But then Jobs and his agency came out with the tagline, think different. And if you remember back to some of those ads, it really did embody their brand. It really made sense, and it was the hook. Apple, think different, think different, had the stopping power. And combined with Apple, it really built that brand. Or Nike, who knows what Nike is? Well, you just do it, right? So if you have a boring name, the tag, the slogan can really bring the name alive. Number three, it helps you convey your brand position, connects you with your target. So De Beers tagline or slogan is a diamond is forever. So beers is that big, huge global diamond mining firm. And you think about how emotional diamonds can be, right? Getting that engagement ring and you want to be wed with your new husband forever. And this idea that a diamond is forever, I mean, it just brings alive the value and the aspirations that you have for that engagement ring in that diamond or the diamond necklace, earrings, state Farm, like a good neighbor State Farm is theirs.

(03:22):

So you think about insurance, you've got to have someone you trust, right? I mean, this tagline brings alive what everybody's looking for in insurance, man, I got a problem. I got a disaster. I need help now, like a good neighbor, state Farm is there, or Wendy's, you think about how crowded the QSR space is or the fast food spaces. You got Burger King, you got McDonald's, subway, where's the beef? They're sort of making fun of the other guys. You get these monster bun as itty bitty, bitty, bitty beef patty. And their ads for a while really emphasize, Hey, with Wendy's, you get some real meat inside your sandwich, not just a few samplings, but there's a serious burger there. So it distilled their brand essence and it made a promise to the customers. Number four, a slogan is your secret weapon when you develop a new name, especially if you don't have a chance to tell the story.

▸ Records to use
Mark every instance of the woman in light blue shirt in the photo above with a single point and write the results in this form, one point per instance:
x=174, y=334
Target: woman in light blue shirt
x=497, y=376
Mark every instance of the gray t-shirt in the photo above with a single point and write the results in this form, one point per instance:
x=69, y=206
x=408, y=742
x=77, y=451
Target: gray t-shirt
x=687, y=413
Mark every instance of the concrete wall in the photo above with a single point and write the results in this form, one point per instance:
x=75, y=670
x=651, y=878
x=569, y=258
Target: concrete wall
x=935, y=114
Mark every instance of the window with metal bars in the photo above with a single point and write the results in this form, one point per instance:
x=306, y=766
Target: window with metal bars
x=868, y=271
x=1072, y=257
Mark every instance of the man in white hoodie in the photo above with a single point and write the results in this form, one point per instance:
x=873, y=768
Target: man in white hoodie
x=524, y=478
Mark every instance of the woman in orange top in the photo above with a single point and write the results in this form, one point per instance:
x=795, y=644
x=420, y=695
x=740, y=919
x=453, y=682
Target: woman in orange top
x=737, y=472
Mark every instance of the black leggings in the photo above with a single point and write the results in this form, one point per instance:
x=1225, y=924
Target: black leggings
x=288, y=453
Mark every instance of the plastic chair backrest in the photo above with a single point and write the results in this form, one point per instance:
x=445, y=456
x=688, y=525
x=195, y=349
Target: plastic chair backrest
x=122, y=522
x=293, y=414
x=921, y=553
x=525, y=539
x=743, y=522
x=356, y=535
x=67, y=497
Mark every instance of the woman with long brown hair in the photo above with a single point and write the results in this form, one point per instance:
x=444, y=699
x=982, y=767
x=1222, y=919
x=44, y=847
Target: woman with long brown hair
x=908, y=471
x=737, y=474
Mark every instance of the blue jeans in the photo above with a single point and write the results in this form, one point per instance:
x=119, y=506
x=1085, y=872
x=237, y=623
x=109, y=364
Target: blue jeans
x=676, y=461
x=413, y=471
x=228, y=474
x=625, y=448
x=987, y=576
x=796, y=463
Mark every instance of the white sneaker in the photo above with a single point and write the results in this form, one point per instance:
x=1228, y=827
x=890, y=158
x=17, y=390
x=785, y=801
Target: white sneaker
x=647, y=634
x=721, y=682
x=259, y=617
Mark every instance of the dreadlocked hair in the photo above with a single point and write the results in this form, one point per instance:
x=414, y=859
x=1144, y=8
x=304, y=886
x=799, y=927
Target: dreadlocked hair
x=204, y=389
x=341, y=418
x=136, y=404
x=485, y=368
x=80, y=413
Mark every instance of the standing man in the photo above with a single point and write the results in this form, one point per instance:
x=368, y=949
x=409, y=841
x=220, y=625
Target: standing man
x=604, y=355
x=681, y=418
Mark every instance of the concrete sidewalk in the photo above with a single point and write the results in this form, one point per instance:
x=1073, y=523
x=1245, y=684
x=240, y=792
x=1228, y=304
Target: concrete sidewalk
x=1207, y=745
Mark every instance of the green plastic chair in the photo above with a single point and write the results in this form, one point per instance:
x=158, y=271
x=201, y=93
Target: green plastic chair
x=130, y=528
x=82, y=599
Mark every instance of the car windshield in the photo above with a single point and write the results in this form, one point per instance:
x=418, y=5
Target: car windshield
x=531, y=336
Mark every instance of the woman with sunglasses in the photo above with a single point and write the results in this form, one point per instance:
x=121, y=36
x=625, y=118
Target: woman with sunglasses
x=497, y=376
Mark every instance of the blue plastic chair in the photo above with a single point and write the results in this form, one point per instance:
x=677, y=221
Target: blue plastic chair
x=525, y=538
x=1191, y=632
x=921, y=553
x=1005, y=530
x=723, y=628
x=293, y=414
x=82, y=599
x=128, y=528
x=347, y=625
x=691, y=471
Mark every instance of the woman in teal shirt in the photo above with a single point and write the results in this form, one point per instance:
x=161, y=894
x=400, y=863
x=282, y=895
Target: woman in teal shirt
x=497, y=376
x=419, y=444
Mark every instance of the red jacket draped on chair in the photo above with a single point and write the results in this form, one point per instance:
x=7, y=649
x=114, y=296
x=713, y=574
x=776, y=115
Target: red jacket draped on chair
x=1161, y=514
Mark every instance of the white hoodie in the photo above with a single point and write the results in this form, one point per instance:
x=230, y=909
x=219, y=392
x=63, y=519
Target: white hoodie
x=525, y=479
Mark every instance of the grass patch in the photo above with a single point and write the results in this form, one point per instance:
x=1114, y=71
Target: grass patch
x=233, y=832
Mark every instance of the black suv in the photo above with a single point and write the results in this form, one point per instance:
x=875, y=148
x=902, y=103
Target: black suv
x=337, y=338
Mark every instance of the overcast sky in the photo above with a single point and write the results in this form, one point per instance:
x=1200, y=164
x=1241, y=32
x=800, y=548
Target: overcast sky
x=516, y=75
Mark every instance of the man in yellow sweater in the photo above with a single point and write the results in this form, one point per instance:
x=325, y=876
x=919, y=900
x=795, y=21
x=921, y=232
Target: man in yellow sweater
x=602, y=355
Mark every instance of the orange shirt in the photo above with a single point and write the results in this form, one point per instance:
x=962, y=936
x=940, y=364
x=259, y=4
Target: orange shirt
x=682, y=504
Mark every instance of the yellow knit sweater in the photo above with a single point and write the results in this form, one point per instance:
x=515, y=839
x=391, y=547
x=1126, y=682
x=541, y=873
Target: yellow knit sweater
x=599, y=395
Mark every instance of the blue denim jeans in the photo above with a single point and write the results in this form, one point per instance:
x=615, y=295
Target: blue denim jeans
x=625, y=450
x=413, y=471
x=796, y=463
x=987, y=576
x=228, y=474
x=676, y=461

▸ Exercises
(1) Copy, word for word, everything in the talk on slogans from "So you think" down to "tell the story.".
(2) Turn everything in the records from the line containing "Mark every instance of the red" down to the last line of the records into a JSON list of strings, one string per line, with blank lines dropped.

▸ Exercise answers
(1)
So you think about insurance, you've got to have someone you trust, right? I mean, this tagline brings alive what everybody's looking for in insurance, man, I got a problem. I got a disaster. I need help now, like a good neighbor, state Farm is there, or Wendy's, you think about how crowded the QSR space is or the fast food spaces. You got Burger King, you got McDonald's, subway, where's the beef? They're sort of making fun of the other guys. You get these monster bun as itty bitty, bitty, bitty beef patty. And their ads for a while really emphasize, Hey, with Wendy's, you get some real meat inside your sandwich, not just a few samplings, but there's a serious burger there. So it distilled their brand essence and it made a promise to the customers. Number four, a slogan is your secret weapon when you develop a new name, especially if you don't have a chance to tell the story.

(2)
[
  "Mark every instance of the red jacket draped on chair in the photo above with a single point and write the results in this form, one point per instance:",
  "x=7, y=649",
  "x=114, y=296",
  "x=713, y=574",
  "x=776, y=115",
  "Target: red jacket draped on chair",
  "x=1161, y=514",
  "Mark every instance of the white hoodie in the photo above with a single point and write the results in this form, one point per instance:",
  "x=230, y=909",
  "x=219, y=392",
  "x=63, y=519",
  "Target: white hoodie",
  "x=525, y=479",
  "Mark every instance of the grass patch in the photo above with a single point and write the results in this form, one point per instance:",
  "x=1114, y=71",
  "Target: grass patch",
  "x=233, y=832",
  "Mark every instance of the black suv in the photo above with a single point and write the results in this form, one point per instance:",
  "x=875, y=148",
  "x=902, y=103",
  "Target: black suv",
  "x=337, y=338",
  "Mark every instance of the overcast sky in the photo above with a single point and write the results in this form, one point per instance:",
  "x=1200, y=164",
  "x=1241, y=32",
  "x=800, y=548",
  "Target: overcast sky",
  "x=516, y=75",
  "Mark every instance of the man in yellow sweater in the photo above with a single point and write the results in this form, one point per instance:",
  "x=325, y=876",
  "x=919, y=900",
  "x=795, y=21",
  "x=921, y=232",
  "Target: man in yellow sweater",
  "x=602, y=355",
  "Mark every instance of the orange shirt in the photo above with a single point and write the results in this form, one point per instance:",
  "x=962, y=936",
  "x=940, y=364",
  "x=259, y=4",
  "Target: orange shirt",
  "x=682, y=504",
  "Mark every instance of the yellow knit sweater in the photo above with a single point and write the results in this form, one point per instance:",
  "x=515, y=839",
  "x=391, y=547",
  "x=1126, y=682",
  "x=541, y=873",
  "Target: yellow knit sweater",
  "x=599, y=395",
  "Mark every instance of the blue denim jeans in the photo above with a single point and write the results in this form, one point per instance:",
  "x=615, y=295",
  "Target: blue denim jeans",
  "x=625, y=450",
  "x=413, y=471",
  "x=796, y=463",
  "x=987, y=576",
  "x=228, y=474",
  "x=676, y=461"
]